• Task objective: Whenever a line in the records below holds the string "order", include it in the count, and state the number alone.

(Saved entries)
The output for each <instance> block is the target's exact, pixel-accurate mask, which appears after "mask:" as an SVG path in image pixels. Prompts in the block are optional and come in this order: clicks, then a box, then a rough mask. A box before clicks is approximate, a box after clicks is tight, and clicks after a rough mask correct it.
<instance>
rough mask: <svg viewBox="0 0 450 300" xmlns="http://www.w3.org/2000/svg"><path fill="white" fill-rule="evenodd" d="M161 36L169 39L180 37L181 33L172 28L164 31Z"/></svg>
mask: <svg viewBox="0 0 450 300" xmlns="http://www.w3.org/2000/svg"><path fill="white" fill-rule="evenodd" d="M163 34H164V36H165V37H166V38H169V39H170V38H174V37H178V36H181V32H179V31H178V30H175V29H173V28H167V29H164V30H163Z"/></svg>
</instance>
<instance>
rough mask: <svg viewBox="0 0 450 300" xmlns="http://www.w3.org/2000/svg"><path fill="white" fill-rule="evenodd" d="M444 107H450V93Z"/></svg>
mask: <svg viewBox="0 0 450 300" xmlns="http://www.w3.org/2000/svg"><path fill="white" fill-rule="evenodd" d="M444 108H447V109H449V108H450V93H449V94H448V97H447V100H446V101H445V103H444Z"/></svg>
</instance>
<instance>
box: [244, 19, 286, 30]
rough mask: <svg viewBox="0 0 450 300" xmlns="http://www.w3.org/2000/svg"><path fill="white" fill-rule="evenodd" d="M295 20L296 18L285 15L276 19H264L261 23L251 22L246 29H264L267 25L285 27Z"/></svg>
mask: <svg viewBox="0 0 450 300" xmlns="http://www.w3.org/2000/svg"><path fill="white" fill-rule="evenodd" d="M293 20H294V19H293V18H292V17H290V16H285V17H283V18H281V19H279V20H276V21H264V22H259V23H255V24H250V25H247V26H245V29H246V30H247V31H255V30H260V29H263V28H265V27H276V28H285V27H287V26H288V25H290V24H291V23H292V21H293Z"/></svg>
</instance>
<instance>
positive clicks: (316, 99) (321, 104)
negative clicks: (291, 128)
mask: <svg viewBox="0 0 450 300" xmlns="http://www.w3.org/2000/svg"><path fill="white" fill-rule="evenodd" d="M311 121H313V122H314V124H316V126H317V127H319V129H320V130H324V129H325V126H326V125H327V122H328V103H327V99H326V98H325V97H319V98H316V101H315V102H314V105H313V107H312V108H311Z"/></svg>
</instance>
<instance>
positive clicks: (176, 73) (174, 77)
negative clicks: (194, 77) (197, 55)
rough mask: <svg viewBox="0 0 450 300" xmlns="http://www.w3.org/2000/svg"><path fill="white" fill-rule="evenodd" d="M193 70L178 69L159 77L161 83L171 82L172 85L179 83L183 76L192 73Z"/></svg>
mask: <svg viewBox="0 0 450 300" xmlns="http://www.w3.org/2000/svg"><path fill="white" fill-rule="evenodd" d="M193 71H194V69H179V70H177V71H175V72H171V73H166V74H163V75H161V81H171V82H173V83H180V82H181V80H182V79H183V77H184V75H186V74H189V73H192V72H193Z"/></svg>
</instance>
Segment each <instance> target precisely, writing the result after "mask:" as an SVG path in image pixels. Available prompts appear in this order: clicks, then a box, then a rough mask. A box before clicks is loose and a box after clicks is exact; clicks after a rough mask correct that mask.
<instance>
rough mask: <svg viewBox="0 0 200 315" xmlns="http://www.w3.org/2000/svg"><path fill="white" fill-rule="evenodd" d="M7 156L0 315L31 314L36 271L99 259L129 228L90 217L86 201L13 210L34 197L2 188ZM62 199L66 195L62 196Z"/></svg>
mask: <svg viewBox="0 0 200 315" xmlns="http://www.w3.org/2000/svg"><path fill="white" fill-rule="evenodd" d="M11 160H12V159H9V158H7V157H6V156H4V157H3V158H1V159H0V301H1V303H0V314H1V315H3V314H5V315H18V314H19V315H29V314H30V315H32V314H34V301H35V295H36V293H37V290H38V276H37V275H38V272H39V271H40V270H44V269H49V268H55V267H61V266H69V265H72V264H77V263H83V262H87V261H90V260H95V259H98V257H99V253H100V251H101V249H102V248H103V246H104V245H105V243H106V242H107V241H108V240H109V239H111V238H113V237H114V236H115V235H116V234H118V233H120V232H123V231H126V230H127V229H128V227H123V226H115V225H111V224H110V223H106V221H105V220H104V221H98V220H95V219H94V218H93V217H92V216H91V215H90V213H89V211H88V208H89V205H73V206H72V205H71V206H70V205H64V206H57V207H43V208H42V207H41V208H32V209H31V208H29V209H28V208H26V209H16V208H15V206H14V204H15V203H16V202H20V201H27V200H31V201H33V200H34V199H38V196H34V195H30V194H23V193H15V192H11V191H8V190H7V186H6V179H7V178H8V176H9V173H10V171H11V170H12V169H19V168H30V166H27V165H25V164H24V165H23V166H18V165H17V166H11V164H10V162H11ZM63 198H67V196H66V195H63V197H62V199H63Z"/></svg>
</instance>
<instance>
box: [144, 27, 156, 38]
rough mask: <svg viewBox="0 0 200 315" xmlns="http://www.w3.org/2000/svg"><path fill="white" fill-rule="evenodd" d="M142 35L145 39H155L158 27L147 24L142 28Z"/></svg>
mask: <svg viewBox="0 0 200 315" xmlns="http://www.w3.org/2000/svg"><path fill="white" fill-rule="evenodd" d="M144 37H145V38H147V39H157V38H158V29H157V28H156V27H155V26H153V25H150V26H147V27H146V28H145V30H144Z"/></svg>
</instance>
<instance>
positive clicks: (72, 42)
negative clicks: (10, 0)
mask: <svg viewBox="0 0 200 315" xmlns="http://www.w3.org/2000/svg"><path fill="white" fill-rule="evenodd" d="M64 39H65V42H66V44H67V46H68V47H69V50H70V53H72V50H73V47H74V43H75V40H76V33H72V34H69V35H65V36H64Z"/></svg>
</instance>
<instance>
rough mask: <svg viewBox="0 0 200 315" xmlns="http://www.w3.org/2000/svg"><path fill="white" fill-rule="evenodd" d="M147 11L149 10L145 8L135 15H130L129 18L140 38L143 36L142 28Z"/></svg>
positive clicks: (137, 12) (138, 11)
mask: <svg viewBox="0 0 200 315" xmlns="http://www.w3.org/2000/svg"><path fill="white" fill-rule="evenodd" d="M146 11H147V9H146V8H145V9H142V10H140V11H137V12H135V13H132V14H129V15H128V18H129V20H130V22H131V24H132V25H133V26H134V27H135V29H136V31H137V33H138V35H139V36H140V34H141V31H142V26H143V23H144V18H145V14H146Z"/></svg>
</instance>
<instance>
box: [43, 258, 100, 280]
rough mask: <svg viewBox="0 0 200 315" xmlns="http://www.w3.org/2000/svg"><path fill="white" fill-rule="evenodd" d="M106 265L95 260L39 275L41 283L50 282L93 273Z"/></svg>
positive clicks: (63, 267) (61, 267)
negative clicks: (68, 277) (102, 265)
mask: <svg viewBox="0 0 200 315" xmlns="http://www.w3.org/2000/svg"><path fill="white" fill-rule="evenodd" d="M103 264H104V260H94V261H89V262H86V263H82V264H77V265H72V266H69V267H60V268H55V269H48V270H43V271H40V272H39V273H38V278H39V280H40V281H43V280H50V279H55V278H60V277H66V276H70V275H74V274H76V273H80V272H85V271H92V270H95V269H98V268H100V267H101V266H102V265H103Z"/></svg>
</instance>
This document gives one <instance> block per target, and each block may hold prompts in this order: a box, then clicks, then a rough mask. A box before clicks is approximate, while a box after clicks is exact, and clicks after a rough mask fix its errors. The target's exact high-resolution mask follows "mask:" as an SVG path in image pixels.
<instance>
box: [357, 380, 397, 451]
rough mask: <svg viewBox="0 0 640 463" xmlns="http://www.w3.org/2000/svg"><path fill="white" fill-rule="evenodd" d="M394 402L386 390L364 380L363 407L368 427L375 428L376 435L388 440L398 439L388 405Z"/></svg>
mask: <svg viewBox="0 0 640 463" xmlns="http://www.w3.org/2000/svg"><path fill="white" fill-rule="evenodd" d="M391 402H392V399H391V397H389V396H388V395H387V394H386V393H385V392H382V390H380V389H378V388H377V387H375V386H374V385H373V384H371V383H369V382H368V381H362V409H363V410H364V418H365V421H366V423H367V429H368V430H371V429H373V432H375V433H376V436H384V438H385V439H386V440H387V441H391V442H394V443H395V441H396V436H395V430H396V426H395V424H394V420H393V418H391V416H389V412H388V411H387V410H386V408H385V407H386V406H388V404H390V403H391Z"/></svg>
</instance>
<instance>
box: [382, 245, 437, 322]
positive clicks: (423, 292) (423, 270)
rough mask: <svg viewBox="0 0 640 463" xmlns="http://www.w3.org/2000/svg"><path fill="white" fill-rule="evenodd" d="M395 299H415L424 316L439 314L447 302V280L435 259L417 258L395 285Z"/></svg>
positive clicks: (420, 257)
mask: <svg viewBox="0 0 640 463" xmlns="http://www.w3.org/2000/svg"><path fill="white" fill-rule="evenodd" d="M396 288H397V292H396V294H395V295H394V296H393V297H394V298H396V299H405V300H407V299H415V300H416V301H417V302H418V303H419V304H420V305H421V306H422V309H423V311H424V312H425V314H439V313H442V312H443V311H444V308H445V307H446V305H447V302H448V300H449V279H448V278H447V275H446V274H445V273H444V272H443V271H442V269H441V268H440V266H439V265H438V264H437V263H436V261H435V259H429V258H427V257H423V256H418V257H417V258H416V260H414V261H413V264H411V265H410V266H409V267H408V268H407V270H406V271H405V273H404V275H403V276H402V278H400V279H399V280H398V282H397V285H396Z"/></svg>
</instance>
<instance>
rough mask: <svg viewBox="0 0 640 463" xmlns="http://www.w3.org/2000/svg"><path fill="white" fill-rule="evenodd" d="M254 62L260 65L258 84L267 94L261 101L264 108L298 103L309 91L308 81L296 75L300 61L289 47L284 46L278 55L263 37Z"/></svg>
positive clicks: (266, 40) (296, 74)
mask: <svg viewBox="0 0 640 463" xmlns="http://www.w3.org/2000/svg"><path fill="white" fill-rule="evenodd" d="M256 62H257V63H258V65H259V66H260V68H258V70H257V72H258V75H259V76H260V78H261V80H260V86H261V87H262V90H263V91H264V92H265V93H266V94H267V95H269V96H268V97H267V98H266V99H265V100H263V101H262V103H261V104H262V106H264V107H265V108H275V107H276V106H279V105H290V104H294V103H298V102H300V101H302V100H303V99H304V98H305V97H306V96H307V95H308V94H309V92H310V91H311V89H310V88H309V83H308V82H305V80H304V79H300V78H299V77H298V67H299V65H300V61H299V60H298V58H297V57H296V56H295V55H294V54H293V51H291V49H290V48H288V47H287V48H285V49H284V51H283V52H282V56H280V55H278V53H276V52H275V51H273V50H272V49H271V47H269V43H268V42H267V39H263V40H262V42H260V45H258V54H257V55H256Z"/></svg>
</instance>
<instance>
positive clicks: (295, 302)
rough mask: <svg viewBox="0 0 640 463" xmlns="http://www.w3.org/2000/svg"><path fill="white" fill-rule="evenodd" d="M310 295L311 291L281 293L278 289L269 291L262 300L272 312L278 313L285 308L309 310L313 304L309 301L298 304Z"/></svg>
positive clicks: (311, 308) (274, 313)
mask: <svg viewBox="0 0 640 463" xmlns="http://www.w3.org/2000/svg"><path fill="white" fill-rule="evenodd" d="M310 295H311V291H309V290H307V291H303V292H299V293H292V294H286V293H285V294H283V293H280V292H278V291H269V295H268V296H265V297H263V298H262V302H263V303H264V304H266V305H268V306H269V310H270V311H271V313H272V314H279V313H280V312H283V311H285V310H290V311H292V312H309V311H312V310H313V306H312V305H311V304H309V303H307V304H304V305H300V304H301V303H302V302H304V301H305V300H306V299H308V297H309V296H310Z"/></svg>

• The answer: 3